> [Text]
/---
Settings for hello retailer service, you MUST change to correct value.
  1. 1.
    GLOBAL_ID: Global ID of the Retailer Configuration you want this Retailer to connect. In this example is the first retailer configuration you created before, and the GLOBAL_ID value is e96fc7f9-398f-41e1-b903-81e4428bd9e6

Execute JavaScript

customFunction will wait 5 seconds when open page
// Page will wait 5 second, this is to show you how to execute JavaScript inside page
// For more infomation, please take a look of `metadata.scripts` in https://apis.bitsky.ai/bitsky-retailer-sdk/global.html#Task
async function customFunction() {
await $$page.waitFor(5 * 1000);
}

Initial Crawling

trigger is used for init first task/tasks for your data scrawling job. Supplier based on Task information to decide when to assign it to suitable Producers to execute. After the Producer successfully executes Task, will send Task back to parse function. It is the entry point, similar to the main function in Java, C/C++. For more information, please take a look at https://apis.bitsky.ai/bitsky-retailer-sdk/BaseRetailerService.html#trigger
/**
* Trigger is used for init first task/tasks for your data scrawling job.
* **Supplier** based on Task information to decide when to assign it to suitable **Producer** to exectue.
* After **Producer** successfully execute Task, will send Task back to **parse** function.
* It is the **enter point**, similar to the `main` function in Java, C/C++
* For more information, please take a look of https://apis.bitsky.ai/bitsky-retailer-sdk/BaseRetailerService.html#trigger
*
* @returns {object} - A JSON object has tasks property. Normally you can use `baseRetailerService.generateTask` to generate Task.
\---
Dataset rows
/---
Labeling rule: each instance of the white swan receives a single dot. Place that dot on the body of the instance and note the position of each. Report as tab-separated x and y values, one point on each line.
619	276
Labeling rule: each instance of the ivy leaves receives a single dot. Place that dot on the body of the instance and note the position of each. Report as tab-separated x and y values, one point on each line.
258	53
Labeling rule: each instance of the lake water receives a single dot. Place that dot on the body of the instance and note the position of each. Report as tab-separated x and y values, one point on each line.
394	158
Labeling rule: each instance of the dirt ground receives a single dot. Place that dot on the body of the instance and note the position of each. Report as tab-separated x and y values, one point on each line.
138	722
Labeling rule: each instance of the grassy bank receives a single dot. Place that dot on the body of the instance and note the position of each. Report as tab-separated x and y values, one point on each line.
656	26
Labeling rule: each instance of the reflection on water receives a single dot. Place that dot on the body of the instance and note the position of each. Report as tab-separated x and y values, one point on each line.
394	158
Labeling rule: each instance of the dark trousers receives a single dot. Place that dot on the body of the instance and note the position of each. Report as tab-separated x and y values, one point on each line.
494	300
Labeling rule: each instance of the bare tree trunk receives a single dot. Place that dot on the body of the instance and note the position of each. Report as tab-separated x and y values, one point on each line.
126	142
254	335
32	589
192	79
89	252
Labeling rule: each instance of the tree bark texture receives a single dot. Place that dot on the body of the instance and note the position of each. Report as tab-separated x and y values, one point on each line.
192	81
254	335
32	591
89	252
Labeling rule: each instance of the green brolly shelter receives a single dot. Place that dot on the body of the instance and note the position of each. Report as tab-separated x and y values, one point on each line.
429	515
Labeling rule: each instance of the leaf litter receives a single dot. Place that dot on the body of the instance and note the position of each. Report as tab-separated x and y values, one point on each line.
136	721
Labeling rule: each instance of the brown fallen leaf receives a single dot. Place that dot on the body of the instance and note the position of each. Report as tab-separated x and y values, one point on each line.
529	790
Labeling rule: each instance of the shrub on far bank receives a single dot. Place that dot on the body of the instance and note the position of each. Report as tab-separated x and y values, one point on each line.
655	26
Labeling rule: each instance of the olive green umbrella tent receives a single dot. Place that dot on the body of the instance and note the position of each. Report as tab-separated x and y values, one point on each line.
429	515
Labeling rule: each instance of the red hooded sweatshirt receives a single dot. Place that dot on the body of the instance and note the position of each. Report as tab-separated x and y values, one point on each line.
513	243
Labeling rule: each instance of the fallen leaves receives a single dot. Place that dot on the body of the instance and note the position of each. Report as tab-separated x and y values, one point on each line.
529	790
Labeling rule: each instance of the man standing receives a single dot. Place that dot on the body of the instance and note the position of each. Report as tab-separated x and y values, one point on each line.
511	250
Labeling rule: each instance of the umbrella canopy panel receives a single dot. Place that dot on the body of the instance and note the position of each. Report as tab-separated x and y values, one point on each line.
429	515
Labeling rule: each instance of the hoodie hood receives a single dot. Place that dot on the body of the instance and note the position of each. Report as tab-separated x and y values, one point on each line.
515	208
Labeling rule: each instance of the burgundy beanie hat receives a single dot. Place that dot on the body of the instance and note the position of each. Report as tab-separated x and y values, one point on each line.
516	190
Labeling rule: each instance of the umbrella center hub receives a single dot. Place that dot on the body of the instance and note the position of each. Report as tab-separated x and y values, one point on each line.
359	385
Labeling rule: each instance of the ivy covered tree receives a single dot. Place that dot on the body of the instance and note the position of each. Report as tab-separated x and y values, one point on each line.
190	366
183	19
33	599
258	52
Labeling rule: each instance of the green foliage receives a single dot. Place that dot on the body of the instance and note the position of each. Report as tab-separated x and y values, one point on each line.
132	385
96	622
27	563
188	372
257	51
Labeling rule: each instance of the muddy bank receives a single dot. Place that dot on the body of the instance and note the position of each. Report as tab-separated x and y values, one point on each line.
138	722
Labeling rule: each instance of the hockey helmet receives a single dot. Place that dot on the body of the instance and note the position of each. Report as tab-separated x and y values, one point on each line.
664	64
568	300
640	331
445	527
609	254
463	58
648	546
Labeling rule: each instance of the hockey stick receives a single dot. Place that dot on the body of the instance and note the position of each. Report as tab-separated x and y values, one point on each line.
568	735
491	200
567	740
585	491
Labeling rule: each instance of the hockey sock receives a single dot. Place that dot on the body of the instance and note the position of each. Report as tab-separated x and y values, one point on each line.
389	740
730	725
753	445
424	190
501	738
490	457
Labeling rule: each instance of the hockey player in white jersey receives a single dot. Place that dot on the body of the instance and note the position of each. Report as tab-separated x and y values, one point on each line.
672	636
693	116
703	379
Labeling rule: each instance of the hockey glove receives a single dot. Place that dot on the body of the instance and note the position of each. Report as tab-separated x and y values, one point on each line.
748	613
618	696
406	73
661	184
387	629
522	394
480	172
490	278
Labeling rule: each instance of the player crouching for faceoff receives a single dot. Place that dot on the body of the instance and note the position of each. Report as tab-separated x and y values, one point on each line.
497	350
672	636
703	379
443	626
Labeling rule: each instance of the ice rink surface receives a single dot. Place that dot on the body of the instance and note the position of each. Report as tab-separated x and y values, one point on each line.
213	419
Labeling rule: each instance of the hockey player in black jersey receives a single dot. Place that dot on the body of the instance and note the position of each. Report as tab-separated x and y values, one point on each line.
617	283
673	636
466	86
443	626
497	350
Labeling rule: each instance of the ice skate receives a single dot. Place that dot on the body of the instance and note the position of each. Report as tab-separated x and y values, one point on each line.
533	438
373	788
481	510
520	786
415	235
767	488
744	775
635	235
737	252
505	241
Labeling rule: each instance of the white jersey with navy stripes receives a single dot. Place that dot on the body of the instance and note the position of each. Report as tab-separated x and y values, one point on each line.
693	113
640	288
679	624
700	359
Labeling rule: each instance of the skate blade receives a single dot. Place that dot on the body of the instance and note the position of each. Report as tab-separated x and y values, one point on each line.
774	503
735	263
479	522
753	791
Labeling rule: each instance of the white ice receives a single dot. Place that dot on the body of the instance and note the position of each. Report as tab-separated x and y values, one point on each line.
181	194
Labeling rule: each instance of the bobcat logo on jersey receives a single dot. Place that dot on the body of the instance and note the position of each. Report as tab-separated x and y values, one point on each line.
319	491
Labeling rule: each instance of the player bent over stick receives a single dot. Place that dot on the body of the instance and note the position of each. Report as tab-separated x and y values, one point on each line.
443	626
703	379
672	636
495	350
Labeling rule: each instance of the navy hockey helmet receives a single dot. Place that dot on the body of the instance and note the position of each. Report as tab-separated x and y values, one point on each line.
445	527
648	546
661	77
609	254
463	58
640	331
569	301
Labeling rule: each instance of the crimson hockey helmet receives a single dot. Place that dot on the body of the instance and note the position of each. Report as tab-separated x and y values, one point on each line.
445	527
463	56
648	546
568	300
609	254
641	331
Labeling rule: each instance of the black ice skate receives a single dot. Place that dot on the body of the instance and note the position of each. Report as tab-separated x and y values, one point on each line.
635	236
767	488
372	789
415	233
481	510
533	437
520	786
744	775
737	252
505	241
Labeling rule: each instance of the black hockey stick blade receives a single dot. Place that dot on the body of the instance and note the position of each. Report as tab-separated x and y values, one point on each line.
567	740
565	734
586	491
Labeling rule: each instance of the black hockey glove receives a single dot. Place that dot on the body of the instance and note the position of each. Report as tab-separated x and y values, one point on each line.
\---
> [Exercise task]
Answer these questions from the retailer service text:
1. In the example, what is the GLOBAL_ID value?
2. How many seconds does customFunction wait when the page opens?
3. In Java and C/C++, what function is trigger likened to?
Rely only on the text to answer, not on the data.

> [Solution below]
1. e96fc7f9-398f-41e1-b903-81e4428bd9e6
2. 5 seconds
3. The main function